Entries supplied:
<<<<

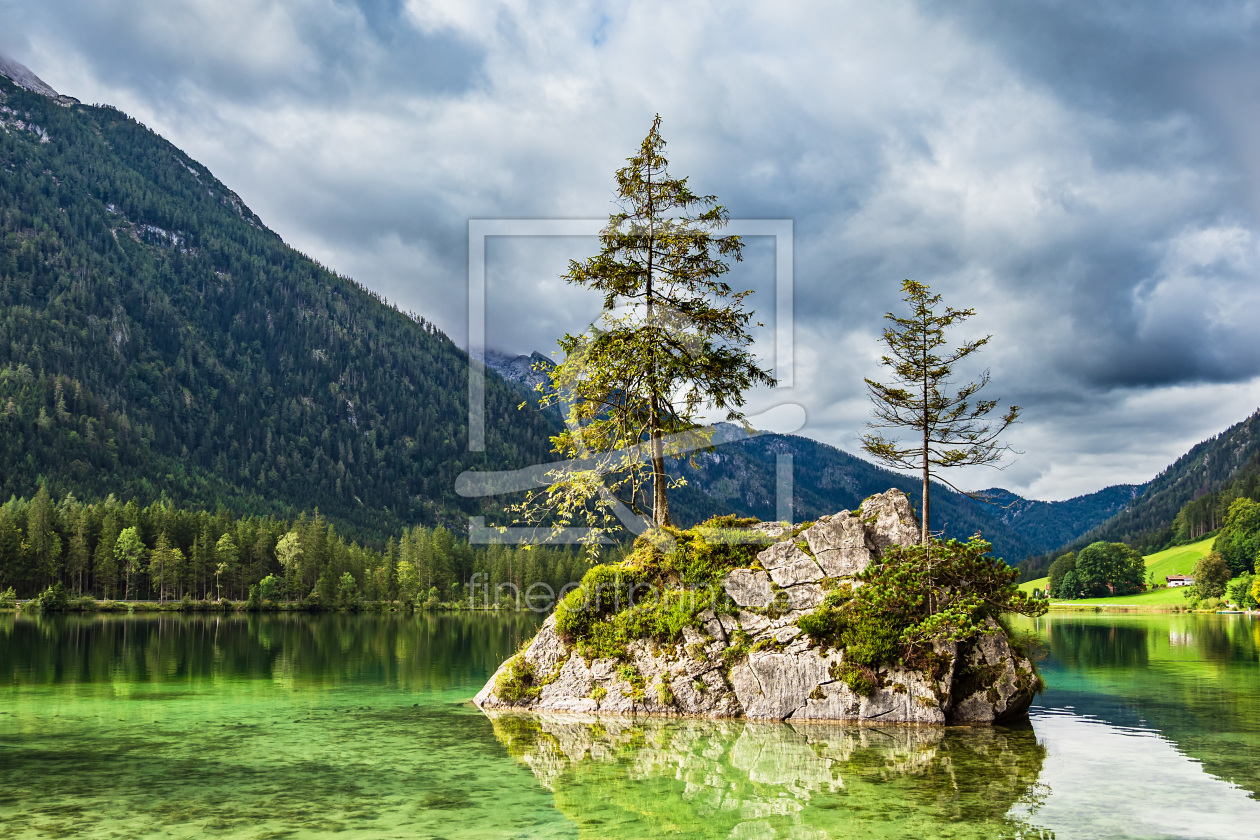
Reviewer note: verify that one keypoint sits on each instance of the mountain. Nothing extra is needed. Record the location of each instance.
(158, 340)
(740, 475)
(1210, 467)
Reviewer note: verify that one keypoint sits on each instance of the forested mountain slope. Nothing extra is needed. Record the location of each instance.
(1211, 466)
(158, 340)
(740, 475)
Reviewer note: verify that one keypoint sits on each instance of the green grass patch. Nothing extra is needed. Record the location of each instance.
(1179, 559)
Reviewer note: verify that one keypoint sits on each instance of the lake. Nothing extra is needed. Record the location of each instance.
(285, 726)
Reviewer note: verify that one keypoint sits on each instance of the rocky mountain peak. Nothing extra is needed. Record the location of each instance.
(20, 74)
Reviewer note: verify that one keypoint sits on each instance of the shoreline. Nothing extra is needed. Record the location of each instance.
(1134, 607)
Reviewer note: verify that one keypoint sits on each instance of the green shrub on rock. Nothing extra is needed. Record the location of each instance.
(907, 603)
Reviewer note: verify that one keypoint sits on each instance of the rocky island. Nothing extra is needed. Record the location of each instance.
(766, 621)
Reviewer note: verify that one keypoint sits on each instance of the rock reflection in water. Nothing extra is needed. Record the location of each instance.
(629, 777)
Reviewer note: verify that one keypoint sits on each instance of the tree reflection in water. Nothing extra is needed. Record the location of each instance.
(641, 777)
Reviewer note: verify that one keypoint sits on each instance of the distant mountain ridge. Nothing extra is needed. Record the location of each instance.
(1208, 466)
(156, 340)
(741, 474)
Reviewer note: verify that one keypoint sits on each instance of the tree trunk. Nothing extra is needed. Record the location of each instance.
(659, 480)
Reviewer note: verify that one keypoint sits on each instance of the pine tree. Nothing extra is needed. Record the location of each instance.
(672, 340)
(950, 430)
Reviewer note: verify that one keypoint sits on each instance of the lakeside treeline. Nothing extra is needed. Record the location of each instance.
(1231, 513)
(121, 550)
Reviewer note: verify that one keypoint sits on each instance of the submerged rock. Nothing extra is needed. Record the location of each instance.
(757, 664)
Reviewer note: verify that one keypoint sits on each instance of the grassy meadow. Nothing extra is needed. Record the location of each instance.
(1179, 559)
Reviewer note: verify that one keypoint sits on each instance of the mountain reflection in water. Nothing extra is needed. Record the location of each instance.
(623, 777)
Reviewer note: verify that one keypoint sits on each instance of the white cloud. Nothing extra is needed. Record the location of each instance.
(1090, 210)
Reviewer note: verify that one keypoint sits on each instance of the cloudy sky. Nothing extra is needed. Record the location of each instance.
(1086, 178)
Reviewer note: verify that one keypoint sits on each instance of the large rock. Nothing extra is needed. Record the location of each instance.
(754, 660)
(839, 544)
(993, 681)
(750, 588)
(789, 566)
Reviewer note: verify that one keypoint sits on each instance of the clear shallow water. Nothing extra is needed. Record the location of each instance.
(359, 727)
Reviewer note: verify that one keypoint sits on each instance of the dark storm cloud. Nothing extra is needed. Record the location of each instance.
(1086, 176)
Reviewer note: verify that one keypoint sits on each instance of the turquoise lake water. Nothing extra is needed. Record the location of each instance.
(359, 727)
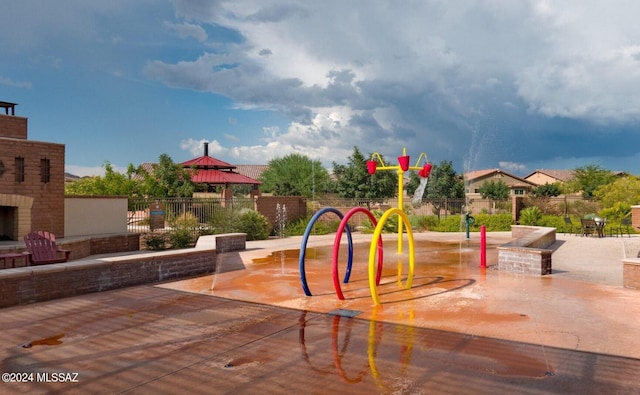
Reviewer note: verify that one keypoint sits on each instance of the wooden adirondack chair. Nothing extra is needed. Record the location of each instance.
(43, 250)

>>>>

Aim:
Copy out the entire listing above line for line, without changing a word, and omit the pictures.

Exercise response:
Reviewer note: verify that one keypoint sits on each instance of the mountain. Nothing extra is needed. Record the location of each instance.
(158, 340)
(740, 475)
(1210, 467)
Reviewer note: verify that one keypoint sits on each instance of the forested mountain slope. Nothing extra is needed. Record the location of each instance.
(1211, 466)
(158, 340)
(740, 475)
Reviewer note: verify that one keypoint sits on each instance of the green grass patch. Nothing extra is needed. Record the location of each instance.
(1179, 559)
Reviewer note: verify that one keypoint sits on each instance of the lake. Nothing extra is needed. Record the location of each instance.
(285, 726)
Reviewer note: verify that one keypoint sits on each instance of the rocky mountain peak. Nothing extra is needed. Record the location of each instance.
(20, 74)
Reviewer note: verify that one keypoint sits on each instance of the shoreline. Nothing extra is needed. Record the location of each instance.
(1134, 607)
Reviewer note: verify that one keypoint sits on each instance of the green shrub on rock. Nothing extra is needed. Record the location of each instance.
(907, 603)
Reviewer note: verify that one keypoint sits on each instance of the rocky island. Nothing extra is needed. Record the location of each instance.
(766, 621)
Reviewer note: verify that one keypoint sits on each instance of the rock reflection in water. Nothing extra is needed. Record the location of each instance.
(629, 777)
Reviewer note: verify that one keypoint sits on each instance of the tree reflection in water. Nothing extra is needed. Record the location of each instance.
(641, 777)
Reviewer note: verify that one keypoint sits on each instance of the distant mountain ridge. Nothing extra is needed. Record the location of each instance.
(1208, 466)
(156, 340)
(741, 474)
Reviewer note: verify that one keypoint sits on each instance of the tree trunk. Nothing extra is needed. Record the location of each instance.
(659, 480)
Reviewer note: verify that one keypoint sits on each instance of the pine tree. Nothing extra is needed. Record the location of each instance.
(672, 340)
(950, 430)
Reviewer note: verify that one keypoint sits on each instance of the lakeside treeline. Nothing extra is needed. Record the location of each instance.
(1231, 513)
(121, 550)
Reviewer note: verify that one keypoint sits on each instance of the submerged rock. Nothing extra is needed. Record the location of each instance.
(757, 664)
Reviewer note: verify that one keypoint sits on each instance of the grassy meadow. Nothing extra is needed. Record the location of each instance.
(1179, 559)
Reviewer note: verify that one keypoint sits on each instance of the mountain reflection in water. Nothing extra is needed. Record the location of each instance.
(623, 777)
Reviewer note: verify that one keypoint sits on each instance of the white cloud. Nothing extra is needed. Record the location of each instance.
(1090, 210)
Reviewer note: verify that one keypoint sits on each instance of the cloudy sky. Nothing extra is needed. Record the location of each instance.
(1086, 178)
Reviewer note: verify that one keypoint sits on each instance of the large rock. Nothing extra is needed. Record the location of each instance.
(754, 660)
(839, 544)
(993, 681)
(750, 588)
(789, 566)
Reviewer note: verify that one keypoint sits on each instance of the clear shallow water. Nothing extra is needed. Record the location of each instance.
(359, 727)
Reviewer note: verify that one keypoint sits on each instance of the dark storm cloud. Nothing extra is needed. Record the location of each instance.
(1086, 176)
Reviewer note: verify that one keypoint sits on each instance of the turquoise lake water. Nothing extra is needed. Record the location of each instance.
(359, 727)
Reviewer note: verify that one keypoint sits on each instance of the wooden adirondack chair. Nothing extra is needed. Record the location of each instance.
(43, 250)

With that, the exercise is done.